◆ Information provided

>>>

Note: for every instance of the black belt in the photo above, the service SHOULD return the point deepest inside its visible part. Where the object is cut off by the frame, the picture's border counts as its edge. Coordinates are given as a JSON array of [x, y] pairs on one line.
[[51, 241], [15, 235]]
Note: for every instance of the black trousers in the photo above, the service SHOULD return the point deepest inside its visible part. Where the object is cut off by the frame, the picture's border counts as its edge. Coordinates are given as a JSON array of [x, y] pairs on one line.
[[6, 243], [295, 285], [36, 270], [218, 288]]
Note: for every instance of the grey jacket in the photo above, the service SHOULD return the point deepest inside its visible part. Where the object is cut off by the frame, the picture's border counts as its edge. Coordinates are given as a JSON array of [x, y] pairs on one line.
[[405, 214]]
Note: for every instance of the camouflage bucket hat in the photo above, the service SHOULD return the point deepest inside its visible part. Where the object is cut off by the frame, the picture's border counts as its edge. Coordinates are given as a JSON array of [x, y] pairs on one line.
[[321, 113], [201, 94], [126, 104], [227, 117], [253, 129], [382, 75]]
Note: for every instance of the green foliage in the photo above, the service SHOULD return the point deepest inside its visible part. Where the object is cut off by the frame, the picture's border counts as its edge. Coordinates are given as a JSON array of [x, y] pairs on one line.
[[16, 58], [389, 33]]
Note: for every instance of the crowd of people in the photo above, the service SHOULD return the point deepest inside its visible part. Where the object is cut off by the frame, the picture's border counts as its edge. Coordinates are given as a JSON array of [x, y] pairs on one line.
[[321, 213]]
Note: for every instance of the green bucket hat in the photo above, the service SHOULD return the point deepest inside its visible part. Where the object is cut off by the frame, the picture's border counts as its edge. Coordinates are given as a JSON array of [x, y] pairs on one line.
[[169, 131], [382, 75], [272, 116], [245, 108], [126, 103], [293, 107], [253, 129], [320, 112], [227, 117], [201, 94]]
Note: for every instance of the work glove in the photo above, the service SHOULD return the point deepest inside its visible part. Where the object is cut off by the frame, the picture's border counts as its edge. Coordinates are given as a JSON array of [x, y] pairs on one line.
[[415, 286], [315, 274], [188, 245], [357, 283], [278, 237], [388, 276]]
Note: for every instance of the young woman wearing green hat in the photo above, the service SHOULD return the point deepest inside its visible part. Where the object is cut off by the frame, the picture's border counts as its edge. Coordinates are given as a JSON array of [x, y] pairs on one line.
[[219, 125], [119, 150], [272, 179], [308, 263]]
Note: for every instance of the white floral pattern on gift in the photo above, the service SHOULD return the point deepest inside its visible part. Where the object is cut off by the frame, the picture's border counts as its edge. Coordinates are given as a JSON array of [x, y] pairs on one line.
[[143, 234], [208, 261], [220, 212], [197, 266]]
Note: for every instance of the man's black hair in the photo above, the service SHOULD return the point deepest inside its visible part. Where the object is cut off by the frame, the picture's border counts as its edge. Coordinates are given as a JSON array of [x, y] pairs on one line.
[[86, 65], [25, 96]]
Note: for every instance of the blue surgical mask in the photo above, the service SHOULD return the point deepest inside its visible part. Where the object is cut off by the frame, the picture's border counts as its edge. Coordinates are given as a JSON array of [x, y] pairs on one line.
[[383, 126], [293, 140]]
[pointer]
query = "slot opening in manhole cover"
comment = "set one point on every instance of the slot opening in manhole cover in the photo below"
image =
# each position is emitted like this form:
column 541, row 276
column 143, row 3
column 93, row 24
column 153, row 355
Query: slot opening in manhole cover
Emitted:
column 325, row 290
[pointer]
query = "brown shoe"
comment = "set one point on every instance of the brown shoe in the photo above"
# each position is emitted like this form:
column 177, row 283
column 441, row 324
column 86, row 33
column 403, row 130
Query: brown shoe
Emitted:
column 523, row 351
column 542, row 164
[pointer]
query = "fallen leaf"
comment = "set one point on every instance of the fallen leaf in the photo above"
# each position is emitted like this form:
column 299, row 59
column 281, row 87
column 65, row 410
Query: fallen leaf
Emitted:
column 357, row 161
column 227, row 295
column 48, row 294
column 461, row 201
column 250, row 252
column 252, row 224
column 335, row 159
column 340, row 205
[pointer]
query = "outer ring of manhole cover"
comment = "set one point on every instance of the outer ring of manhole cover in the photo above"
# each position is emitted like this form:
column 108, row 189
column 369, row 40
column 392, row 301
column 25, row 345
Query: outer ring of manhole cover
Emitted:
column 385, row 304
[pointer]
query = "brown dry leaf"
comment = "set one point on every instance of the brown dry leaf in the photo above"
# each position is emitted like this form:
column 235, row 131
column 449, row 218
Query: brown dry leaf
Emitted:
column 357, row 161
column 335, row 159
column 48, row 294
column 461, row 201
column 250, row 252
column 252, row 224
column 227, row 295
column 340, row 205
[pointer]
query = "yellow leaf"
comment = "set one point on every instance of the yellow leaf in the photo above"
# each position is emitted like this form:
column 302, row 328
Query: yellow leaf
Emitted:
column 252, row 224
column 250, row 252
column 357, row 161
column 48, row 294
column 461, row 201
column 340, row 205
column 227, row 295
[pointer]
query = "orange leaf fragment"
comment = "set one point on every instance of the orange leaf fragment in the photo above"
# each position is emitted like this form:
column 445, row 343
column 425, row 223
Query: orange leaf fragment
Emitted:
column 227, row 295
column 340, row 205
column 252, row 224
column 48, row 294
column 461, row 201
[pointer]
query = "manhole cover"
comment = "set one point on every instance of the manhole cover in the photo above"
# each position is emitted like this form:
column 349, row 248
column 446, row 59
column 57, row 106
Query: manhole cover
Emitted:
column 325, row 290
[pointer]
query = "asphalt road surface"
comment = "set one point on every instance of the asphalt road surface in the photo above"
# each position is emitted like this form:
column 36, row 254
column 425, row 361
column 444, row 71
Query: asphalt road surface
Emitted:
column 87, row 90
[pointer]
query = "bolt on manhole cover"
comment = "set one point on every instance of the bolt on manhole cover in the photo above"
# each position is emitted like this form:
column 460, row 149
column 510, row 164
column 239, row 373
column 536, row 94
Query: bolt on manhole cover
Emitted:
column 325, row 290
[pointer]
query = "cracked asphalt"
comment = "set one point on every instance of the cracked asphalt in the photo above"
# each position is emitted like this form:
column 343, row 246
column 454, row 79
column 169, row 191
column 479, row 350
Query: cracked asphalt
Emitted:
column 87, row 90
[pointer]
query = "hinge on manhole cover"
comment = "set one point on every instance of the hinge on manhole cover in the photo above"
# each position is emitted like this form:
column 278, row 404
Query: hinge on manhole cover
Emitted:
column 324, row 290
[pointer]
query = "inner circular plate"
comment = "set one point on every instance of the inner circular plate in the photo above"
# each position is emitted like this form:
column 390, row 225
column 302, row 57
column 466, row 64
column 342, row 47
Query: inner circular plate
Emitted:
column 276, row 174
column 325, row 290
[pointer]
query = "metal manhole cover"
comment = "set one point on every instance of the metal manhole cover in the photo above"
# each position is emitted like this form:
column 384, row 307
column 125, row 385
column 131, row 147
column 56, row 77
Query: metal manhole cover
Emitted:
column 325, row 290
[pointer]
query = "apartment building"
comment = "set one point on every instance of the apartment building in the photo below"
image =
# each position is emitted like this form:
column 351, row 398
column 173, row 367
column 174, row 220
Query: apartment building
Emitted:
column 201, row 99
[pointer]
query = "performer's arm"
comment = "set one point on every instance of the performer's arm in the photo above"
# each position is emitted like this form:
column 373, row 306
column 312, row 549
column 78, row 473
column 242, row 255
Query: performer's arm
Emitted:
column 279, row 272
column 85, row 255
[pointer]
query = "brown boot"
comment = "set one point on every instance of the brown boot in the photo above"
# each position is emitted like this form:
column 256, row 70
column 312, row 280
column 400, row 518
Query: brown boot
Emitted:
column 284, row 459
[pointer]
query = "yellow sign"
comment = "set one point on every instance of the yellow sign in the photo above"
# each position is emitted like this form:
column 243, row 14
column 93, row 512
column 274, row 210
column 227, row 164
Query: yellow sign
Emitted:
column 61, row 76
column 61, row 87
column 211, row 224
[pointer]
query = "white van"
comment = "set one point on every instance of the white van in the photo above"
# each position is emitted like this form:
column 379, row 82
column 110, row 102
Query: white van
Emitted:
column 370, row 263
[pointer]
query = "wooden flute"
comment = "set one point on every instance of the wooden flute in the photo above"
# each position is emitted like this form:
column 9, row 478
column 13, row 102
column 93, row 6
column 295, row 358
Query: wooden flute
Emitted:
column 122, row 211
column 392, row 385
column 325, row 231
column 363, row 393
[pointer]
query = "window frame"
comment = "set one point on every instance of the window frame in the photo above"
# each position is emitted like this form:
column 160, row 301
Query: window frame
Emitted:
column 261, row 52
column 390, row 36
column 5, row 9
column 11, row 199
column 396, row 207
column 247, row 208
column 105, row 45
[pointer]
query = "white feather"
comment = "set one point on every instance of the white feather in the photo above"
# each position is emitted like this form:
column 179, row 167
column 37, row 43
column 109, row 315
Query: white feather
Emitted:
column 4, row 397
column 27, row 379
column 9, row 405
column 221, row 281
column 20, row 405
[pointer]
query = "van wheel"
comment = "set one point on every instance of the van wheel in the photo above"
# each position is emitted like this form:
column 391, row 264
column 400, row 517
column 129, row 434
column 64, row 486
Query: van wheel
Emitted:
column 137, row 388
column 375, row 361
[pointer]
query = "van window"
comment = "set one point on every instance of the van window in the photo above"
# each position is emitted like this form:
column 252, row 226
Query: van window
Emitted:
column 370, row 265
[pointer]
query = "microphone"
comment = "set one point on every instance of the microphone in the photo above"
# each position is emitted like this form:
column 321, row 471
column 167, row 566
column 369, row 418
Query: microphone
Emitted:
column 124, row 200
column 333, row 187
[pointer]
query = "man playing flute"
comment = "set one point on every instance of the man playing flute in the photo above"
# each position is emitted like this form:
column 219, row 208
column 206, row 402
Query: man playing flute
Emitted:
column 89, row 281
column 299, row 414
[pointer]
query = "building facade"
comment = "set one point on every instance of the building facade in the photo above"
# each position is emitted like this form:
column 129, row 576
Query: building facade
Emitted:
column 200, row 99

<<<

◆ Work required
Scale the stretch of the records from the start through the line containing "[[405, 214]]", both included, and give every line of it again. Multiply each point coordinate in the answers by 1.45 and round to whole numbers, with halves going up. Leave all other lines unchanged.

◆ Reply
Note: for every instance of the black belt in the photo above, the service SHOULD return the point deepest inside its visible part. Where the object is cut off by the frame, the picture's border counts as its edge. Coordinates are given as a JSON array of [x, y] pairs on one line.
[[74, 349], [22, 341]]
Note: for every instance of the black trousers in the photo above, the service SHOULD return the point deepest inside its visible part. Where the object is cut off by the frame, the picture's border counts as its edge. Coordinates are given as a JSON array of [x, y] pairs on one line.
[[9, 352], [428, 413], [52, 392], [316, 418]]
Note: for every instance of the grey jacket in the photo above, the service SHOULD return the point deepest inside its visible part. Where the object is cut off by the frame, the picture's border counts as its edge. Coordinates are given as a JSON array of [x, y] pairs on one line.
[[587, 310]]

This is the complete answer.